--- START ---

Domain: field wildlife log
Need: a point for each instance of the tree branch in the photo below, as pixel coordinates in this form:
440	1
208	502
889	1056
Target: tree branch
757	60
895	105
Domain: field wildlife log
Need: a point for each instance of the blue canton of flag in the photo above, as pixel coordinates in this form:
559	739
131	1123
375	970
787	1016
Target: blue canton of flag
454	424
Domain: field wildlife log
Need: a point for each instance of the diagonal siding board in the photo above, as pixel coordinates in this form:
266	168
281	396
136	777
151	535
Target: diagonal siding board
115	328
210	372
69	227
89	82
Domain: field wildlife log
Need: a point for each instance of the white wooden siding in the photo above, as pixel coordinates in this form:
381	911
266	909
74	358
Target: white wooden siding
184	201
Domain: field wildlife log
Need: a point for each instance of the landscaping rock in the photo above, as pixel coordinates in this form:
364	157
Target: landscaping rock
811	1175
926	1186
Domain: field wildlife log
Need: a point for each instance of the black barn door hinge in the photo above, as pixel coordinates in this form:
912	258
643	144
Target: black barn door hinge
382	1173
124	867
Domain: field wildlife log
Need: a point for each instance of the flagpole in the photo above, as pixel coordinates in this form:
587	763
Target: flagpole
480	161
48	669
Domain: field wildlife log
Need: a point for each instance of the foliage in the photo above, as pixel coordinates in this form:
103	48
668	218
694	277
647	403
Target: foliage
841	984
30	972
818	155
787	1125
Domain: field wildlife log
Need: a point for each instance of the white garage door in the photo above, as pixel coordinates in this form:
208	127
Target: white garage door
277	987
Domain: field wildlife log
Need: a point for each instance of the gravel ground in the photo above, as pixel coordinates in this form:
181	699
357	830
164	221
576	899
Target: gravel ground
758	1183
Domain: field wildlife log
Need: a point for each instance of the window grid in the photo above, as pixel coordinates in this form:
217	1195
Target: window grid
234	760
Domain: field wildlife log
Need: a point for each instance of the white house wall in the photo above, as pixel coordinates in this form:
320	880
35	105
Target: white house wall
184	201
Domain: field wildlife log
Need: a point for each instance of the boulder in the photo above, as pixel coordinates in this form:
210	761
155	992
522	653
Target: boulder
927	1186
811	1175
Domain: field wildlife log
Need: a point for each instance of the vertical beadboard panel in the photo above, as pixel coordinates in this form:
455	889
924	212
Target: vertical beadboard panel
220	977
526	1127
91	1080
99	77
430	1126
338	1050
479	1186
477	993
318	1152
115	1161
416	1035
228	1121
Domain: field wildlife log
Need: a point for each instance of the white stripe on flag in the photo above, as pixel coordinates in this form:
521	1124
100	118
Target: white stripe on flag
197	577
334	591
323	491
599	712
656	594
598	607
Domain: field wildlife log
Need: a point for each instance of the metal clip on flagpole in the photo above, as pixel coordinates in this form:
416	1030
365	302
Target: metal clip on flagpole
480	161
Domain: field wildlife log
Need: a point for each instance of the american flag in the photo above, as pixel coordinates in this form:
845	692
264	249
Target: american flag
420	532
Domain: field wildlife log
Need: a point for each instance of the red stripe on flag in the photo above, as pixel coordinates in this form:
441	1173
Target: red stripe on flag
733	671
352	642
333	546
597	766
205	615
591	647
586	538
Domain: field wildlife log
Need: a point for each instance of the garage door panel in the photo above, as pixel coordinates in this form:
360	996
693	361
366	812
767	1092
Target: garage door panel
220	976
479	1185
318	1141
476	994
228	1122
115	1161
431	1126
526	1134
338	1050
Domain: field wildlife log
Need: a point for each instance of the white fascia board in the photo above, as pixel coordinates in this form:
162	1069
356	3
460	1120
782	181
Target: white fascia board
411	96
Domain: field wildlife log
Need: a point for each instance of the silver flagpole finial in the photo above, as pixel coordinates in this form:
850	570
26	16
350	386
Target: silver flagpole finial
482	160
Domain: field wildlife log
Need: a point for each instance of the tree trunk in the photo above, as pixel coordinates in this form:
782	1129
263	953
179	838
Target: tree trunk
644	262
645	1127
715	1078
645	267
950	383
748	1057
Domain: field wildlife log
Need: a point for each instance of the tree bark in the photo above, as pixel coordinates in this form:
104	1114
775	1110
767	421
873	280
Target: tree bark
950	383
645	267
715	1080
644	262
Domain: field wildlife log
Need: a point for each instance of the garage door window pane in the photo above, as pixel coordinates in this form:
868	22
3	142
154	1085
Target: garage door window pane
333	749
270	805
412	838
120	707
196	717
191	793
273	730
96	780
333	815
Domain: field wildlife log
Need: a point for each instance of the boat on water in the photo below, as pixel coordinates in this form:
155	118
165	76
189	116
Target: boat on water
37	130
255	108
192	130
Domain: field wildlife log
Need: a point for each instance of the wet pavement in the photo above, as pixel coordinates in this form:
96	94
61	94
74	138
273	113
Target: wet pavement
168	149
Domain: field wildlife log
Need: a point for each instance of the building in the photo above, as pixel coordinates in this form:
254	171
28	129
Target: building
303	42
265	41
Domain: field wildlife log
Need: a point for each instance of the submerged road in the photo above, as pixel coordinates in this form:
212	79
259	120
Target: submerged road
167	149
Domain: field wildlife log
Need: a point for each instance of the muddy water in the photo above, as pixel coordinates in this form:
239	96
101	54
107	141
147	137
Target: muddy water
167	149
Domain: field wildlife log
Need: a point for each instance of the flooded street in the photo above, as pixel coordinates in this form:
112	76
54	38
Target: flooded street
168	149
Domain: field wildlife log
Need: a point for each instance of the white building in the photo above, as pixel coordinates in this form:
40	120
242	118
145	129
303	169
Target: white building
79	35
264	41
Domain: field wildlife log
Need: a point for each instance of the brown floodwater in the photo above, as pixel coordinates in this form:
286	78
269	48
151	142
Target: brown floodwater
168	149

--- END ---

▶ [Exercise aim] Please show each line from the records above that contains the string "below", copied in full. Case counts.

▶ [Result of the exercise]
Need: a point for each instance of the tree branch in the photo below, as pixel coordinates in this form:
Need: a point for each instance of the boat on water in the photo below, as pixel coordinates in this form:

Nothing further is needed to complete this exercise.